Work to complete: Can you resume the article on June's name and the summer solstice, picking up after its final sentence?

Text segment:
══════
By Catherine Rose
In Anglo-Saxon times, June was known as midsummer month or sera monath, meaning ‘dry month’. It also brought with it the big pagan celebration of the summer solstice – the longest day of the year in the Northern Hemisphere.
The longest day can occur on 20th, 21st or 22nd June, depending on when the sun is at its northernmost point in the Tropic of Cancer. However, as is the case with this year, it most commonly falls on the 21st. Although they can happen, solstices on the other two dates are rare. For example, the last summer solstice to occur on 22nd June was in 1975.
June’s summer solstice is also the time when the Arctic Circle experiences 24 hours of daylight, known as the midnight sun. Meanwhile in the Southern Hemisphere, 1st June is the official start of winter and the Antarctic Circle experiences 24 hours of darkness.
It was the Romans who were responsible for giving the sixth month in their Roman and our Gregorian calendar its current name. Jun(e) is believed to be a shortened version of Iunius or Junius (the capital ‘J’ only came into existence as a separate written letter from ‘I’ during the 14th century – before this they were written in the same way).
══════
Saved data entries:
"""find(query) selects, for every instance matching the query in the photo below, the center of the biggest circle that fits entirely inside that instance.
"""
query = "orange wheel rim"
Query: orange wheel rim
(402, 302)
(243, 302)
══════
Expected answer:
Junius is Latin for ‘sacred to Juno’. In Roman religion Juno was the wife of Jupiter and patron goddess of The Pantheon in Rome. She was also the Roman goddess of marriage and childbirth. The blessing she was said to bestow on couples who marry during this month has meant that June weddings remain popular to this day.
Juno was attended by her companion bird, a peacock, and her messenger Iris, the hem of whose colourful robe would sometimes be glimpsed in the sky as a rainbow.
In early Roman times, June had 29 days, but Emperor Julius Caesar added an extra day, making it 30 days long, but still a day shorter than most of the other months of the year.
People born in June are said to be ruled by the planet Mercury, which represents youth. They come under the zodiac signs of either vivacious, optimistic Gemini (the twins) or loyal, stability-loving Cancer (the crab).
Scientific studies have claimed that June babies tend to be physically stronger and suffer less with mental illnesses than those born in any other month.
June has three birthstones: the pearl, said to stand for faith and purity of heart; moonstone for intuition, balance and new beginnings; and the more obscure alexandrite, which is supposed to bring health and longevity.
The birth flowers for this month are the sweet-smelling rose, which in the traditional language of flowers represents romance and love, and the honeysuckle, whose meaning is fidelity and devotion.
There is a saying in folklore that in June, summer doesn’t begin until the elderflower is in blossom.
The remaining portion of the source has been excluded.